Dataset content.
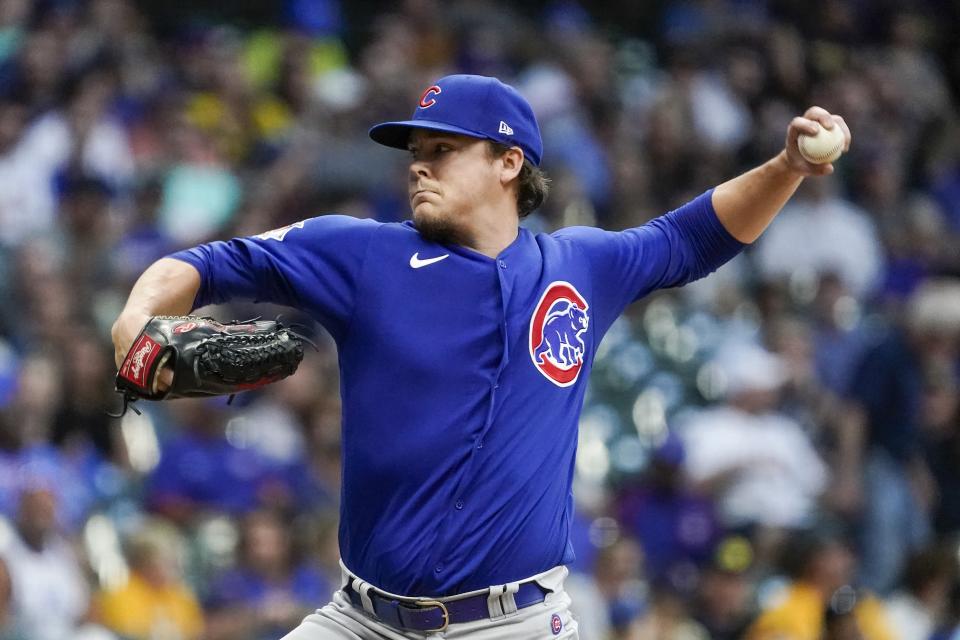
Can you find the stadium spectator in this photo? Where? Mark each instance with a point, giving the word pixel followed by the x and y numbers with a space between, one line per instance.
pixel 887 396
pixel 47 596
pixel 154 602
pixel 820 567
pixel 270 590
pixel 759 463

Exercise.
Reproduce every line of the records above word for word, leaving out the pictures.

Full response.
Can you find the stadium spectator in this photo? Where? Mark each instance with a point, giving the word pixel followed by the x and y numbers with a space between, one line per instance.
pixel 887 396
pixel 47 596
pixel 154 602
pixel 820 567
pixel 270 590
pixel 759 463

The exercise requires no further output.